### Required task
Copy exactly, and only, the lines from the line containing "One dot per instance of the street" through the last line of the records below, both included.
..........
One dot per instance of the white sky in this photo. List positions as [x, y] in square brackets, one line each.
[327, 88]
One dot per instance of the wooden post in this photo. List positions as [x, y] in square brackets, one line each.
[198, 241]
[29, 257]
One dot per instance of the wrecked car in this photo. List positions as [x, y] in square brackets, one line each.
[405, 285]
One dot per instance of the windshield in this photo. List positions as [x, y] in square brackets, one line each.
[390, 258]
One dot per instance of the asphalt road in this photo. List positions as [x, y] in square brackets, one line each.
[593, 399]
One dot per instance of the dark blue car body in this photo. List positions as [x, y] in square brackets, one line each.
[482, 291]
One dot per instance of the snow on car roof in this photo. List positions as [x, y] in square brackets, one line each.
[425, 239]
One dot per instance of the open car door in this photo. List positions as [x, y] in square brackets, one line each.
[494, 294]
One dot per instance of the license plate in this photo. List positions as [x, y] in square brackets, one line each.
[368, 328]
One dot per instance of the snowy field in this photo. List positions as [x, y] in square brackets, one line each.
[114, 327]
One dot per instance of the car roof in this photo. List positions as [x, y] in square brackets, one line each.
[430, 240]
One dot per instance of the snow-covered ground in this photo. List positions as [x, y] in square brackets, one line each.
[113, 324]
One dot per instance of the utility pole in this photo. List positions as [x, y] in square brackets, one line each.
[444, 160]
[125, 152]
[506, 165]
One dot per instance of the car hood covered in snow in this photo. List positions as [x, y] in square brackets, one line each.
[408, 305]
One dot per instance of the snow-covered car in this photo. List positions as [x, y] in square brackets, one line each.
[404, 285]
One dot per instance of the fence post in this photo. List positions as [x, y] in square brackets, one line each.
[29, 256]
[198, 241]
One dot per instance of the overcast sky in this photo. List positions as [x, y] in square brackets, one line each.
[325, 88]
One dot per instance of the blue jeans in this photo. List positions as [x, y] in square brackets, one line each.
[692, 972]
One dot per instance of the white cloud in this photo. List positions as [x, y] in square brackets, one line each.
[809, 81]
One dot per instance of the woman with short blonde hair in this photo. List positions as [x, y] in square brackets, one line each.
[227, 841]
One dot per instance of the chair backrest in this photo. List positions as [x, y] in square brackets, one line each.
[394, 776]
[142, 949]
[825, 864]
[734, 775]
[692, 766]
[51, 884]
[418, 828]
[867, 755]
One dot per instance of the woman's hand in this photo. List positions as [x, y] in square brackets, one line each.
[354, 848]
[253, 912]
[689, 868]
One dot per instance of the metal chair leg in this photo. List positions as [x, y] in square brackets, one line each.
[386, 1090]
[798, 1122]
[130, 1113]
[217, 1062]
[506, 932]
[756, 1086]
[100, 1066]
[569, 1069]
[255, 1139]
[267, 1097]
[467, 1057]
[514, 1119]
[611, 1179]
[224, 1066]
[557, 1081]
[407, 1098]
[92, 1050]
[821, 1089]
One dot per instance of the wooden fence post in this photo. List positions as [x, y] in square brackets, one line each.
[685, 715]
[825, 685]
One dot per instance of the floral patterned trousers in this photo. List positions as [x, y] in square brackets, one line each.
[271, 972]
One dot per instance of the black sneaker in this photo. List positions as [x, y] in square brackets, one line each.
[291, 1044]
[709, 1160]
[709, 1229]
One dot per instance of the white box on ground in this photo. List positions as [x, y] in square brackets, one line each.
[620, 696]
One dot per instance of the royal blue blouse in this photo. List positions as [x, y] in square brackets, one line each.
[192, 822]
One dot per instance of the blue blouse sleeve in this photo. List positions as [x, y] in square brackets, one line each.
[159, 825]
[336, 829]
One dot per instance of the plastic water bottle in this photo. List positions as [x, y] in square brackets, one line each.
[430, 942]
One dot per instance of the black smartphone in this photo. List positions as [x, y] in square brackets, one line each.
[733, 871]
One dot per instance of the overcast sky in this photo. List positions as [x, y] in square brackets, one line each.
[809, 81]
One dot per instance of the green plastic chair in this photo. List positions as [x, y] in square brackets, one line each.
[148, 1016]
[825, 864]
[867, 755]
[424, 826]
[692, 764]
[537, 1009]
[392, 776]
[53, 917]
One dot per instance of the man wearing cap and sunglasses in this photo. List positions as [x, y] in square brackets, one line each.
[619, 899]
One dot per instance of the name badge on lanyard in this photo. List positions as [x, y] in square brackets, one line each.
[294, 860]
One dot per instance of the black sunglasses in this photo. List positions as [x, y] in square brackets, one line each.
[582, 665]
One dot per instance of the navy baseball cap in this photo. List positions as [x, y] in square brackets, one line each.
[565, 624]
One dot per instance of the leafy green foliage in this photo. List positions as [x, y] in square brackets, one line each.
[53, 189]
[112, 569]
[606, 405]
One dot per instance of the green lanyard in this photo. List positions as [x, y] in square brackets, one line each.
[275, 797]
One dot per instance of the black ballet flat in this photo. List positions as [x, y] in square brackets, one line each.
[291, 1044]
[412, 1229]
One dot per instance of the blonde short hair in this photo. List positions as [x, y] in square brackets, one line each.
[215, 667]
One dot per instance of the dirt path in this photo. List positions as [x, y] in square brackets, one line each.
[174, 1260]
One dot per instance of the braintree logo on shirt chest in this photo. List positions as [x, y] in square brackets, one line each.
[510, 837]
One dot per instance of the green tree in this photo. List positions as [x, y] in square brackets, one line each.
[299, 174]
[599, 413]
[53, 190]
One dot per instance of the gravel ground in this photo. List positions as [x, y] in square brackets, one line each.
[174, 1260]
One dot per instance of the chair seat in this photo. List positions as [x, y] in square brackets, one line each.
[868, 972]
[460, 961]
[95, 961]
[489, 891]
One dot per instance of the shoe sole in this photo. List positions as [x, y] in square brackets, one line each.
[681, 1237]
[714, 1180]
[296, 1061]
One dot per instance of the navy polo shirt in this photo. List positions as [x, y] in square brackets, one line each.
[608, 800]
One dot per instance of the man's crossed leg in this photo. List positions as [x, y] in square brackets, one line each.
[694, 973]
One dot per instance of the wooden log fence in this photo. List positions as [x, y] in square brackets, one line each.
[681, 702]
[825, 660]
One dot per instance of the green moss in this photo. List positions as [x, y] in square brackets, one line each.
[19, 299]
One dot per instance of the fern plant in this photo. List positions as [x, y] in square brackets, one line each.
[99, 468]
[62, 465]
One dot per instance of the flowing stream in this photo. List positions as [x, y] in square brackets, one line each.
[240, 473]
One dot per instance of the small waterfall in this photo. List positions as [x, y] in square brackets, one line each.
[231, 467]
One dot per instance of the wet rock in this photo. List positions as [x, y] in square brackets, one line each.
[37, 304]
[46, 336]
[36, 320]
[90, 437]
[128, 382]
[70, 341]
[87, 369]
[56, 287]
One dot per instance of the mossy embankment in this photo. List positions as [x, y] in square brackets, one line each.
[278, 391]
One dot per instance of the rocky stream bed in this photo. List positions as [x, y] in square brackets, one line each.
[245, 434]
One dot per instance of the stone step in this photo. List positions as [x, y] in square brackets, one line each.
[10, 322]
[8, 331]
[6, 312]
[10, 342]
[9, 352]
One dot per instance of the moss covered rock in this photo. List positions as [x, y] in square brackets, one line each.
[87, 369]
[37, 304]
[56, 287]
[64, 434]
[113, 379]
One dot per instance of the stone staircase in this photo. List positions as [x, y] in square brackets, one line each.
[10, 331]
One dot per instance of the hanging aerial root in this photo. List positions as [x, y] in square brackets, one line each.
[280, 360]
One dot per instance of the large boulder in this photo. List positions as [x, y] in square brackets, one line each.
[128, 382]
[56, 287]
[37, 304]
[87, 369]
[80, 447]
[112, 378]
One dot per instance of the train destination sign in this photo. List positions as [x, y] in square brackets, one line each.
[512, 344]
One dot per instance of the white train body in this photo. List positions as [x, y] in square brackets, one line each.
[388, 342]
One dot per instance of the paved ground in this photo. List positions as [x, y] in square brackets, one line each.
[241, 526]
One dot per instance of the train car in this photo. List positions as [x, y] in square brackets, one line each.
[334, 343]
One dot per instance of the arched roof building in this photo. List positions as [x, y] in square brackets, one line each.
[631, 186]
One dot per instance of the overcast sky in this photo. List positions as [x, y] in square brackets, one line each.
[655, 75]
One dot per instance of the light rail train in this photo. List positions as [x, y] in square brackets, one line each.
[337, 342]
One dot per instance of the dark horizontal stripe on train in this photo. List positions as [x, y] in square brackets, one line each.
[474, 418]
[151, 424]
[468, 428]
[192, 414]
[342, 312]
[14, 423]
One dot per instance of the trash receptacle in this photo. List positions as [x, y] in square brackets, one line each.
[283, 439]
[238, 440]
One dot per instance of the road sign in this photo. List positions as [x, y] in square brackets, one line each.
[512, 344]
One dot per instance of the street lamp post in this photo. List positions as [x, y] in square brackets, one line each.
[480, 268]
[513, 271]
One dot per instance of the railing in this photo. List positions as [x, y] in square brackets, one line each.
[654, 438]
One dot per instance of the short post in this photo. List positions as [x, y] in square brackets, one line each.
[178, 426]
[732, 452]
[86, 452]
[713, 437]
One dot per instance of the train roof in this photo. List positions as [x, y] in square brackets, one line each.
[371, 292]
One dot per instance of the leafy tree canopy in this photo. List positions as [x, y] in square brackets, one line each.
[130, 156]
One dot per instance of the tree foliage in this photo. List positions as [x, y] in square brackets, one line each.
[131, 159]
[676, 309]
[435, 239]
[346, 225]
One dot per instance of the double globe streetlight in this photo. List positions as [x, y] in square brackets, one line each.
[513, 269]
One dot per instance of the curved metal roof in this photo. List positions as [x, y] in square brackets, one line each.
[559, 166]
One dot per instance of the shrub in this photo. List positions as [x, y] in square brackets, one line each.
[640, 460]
..........
### Final result
One dot per instance of the street lamp post in this photo. List positions as [x, y] in square brackets, one line each.
[480, 268]
[513, 271]
One dot per instance of the railing in this photo. List positions as [x, y] in square brackets, one line each.
[654, 438]
One dot per instance of the short post in this photo. List positions as [x, y] in square brackets, one line each.
[178, 426]
[732, 452]
[86, 452]
[713, 437]
One dot per instance of the train roof in this photo. List positions as [x, y] in square brackets, one line each.
[371, 292]
One dot per instance of the leafy tree canopy in this photo. List positions as [x, y] in square brackets, one line each.
[130, 156]
One dot per instance of the tree foliage in this photo. List positions as [x, y] in square brackets, one line each.
[131, 159]
[676, 309]
[435, 239]
[346, 225]
One dot per instance of the double globe streetlight in this photo. List positions as [x, y] in square brackets, one line each.
[513, 269]
One dot per instance of the curved metal roof in this photo. List positions as [x, y] in square brackets, one line each.
[559, 166]
One dot per instance of the shrub in this photo. List positions as [x, y] in square brackets, one line each.
[640, 460]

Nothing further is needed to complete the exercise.